**EXTRACTED TEXT**
The great thing about summer is that we all take the time to slow down, which is especially necessary in a world buzzing with laptops and phones. Today I am marveling at the most perfect low-tech invention of all time:

The fan.

How great is a fan? No bells, whistles, or BTUs. It’s plastic, and it cost only fifteen dollars. You can’t even buy gum for fifteen dollars. I am in love with my fan, even though I have bad childhood memories of same.

Let me back up.

Growing up, we had no air conditioning, and I remember going to my friends’ houses, where they did. My best friend Rachel had something mysterious and great called Central Air, and we loved it so much that we would leave her house only for the movies, where they had air-conditioning and a blue banner that advertised as much, in letters so cold that they formed icicles.

Don’t pretend you don’t remember that sign, because you do.

Anyway at home, we had window fans, which were the source of much discord. The big debate was whether to turn them out or in. To me, even at age twelve, this was a no-brainer. One side blows air at you, and one side doesn’t. So which side should face you, as you sweat your butt off?

Of course.

Stick the fan in the window, so that it blows air on you. My father, brother, and I were aligned on this opinion, but we did not prevail, as we lived with a meteorologist.

Mother Mary.

You may not have known she was a meteorologist, but she was, when it came to interior weather. By the way, she was also a doctor, when it came to swimming after eating. And an electrician, when it came to toasters near water. Mothers are women of invisible degrees, and she was no exception.

Mother Mary held that the fan should be in the window turned out, so that it did not blow on you. Her theory was that if it was turned out, it would suck all the hot air from the room and blow it outside, thus cooling the room. Sadly, the fan came with no instructions to settle the argument, and in the end, you know who prevailed, so we turned our window fans out and sweated in our living room.

Yes, it sucked.

**STATED PROBLEM**
Can you carry on the piece about summer fans past its last line, "Yes, it sucked."? The data has nothing to do with the piece about summer fans.

**DATASET SECTION**
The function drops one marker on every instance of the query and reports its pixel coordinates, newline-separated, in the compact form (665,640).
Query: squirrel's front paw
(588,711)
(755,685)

**EXERCISE RESULT**
Mother Mary also believed in cross-ventilation. In fact, if you ever meet her, don’t get her started on cross-ventilation. She can talk about cross-ventilation like some people talk about politics. According to her, you should throw open two windows opposite from each other, and the air from one window will be sucked in, whoosh magically across the room, and blow out the other window, thus cooling all the Scottolines sweating inside.

This sucked, too.

We waited and waited for a breeze to cross-ventilate us, yet it never happened. So we whined and whined for an conditioner, and one day, they relented, albeit with a compromise. We would use fans and cross-ventilation in the living room, and in the dining room, we installed a window air-conditioner, which supposedly had enough BTUs to cool the entire first floor.

It didn’t.

It cooled the dining room, but we never used the dining room except for Christmas, Easter, or another day when something really good happened to Jesus Christ.

And the TV was in the living room, so we were always in the living room, sweating amid the inside-out fans and nonexistent cross-ventilation, while the dining room remained frosty, if empty.

When I grew up, I got to be the mother, so my house has central air, window air conditioners, and fans.

Overcompensate, much?

But this summer has been so cool that I’m using only the fan. It sits in the window next to my bed and whirrs pleasantly all night, cooling dogs, cats, and one middle-aged woman.

And it blows inside, the way God and General Electric intended.